# TEXT SECTION
+---+
Time to Stand and Stare by the Reverend Sue Tucker

30th July 2018 By Mandy Betts

What is this life if, full of care,
We have no time to stand and stare?
No time to stand beneath the boughs
And stare as long as sheep or cows.
No time to see, when woods we pass,
Where squirrels hide their nuts in grass.
No time to see, in broad daylight,
Streams full of stars, like skies at night.
No time to turn at Beauty’s glance,
And watch her feet, how they can dance.
No time to wait till her mouth can
enrich that smile her eyes began.
A poor life this if, full of care,
We have no time to stand and stare.

William Henry Davies (1871-1940), who wrote as W H Davies, was a Welsh poet and prose writer who is best known for two works, his early ‘Autobiography of a Super-Tramp’, which detailed his life as a hobo in the United States from 1893 to 1899, and the short poem ‘Leisure’, which appeared in his “Songs of Joy and Others” in 1911.

‘Leisure’ is only fourteen lines long, and is comprised of seven rhyming couplets

The repeated ‘no time’, which appears in every couplet, rings like a bell in this carefully crafted poem which takes the reader through a catalogue of occasions on which the excuse of ‘no time’ prevents one from enjoying life to the full.

The second to fourth couplets refer to the natural world and have most relevance to the rural reader who is likely to encounter boughs, woods and streams in the course of their day. They are salutary reminders that the privilege of living in the countryside is largely wasted if one does not pause and allow its sights and sounds to do their work on one’s feelings and emotions.
+---+
# WHAT TO PRODUCE
Retype the passage on the poem 'Leisure' word for word, everything from "No time to see, when" down to "stand and stare.".

# MATERIAL PROVIDED
+---+
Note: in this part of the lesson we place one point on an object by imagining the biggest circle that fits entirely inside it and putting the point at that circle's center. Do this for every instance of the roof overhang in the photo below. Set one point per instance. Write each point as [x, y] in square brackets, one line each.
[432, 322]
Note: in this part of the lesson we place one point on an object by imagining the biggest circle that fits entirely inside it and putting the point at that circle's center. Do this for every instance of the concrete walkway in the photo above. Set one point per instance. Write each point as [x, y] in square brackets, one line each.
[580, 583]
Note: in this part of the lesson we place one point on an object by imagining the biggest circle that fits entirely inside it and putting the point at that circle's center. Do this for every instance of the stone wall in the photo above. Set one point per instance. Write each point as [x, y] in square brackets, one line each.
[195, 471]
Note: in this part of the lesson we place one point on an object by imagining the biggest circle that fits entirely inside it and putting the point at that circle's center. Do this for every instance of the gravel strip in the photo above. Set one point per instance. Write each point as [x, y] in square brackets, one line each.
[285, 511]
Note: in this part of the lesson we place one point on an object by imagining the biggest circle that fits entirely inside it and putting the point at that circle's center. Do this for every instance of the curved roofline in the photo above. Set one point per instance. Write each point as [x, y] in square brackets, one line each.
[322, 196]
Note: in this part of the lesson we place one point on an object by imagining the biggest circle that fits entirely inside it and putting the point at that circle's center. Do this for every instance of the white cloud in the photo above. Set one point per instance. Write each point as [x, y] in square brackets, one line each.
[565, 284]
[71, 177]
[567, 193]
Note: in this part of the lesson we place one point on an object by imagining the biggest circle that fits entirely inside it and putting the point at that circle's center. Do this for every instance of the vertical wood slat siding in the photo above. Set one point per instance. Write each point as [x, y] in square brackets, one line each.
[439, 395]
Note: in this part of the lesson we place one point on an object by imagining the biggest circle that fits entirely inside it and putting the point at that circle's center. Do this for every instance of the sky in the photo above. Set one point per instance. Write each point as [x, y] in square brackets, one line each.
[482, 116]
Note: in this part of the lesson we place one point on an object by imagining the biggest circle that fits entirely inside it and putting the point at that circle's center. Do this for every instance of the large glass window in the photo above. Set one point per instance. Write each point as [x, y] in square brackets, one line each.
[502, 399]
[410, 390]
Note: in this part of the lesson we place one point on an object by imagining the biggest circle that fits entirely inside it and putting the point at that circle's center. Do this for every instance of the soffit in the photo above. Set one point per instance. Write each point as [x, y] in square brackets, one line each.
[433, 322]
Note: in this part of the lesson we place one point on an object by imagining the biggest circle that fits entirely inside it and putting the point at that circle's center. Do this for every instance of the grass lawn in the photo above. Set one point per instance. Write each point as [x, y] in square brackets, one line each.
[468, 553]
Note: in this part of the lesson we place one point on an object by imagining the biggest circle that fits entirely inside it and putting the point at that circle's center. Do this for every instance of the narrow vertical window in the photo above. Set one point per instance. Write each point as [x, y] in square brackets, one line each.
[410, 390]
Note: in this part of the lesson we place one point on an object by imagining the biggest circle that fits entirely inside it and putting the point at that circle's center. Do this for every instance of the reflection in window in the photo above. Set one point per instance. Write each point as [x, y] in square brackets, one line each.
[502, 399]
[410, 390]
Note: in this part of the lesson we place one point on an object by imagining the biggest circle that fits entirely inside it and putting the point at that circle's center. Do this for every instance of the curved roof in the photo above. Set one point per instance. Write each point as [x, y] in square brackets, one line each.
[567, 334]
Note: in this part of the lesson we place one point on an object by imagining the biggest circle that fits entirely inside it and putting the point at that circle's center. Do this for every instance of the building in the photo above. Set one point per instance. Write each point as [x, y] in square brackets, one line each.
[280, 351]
+---+
# RESPONSE
No time to see, when woods we pass,
Where squirrels hide their nuts in grass.
No time to see, in broad daylight,
Streams full of stars, like skies at night.
No time to turn at Beauty’s glance,
And watch her feet, how they can dance.
No time to wait till her mouth can
enrich that smile her eyes began.
A poor life this if, full of care,
We have no time to stand and stare.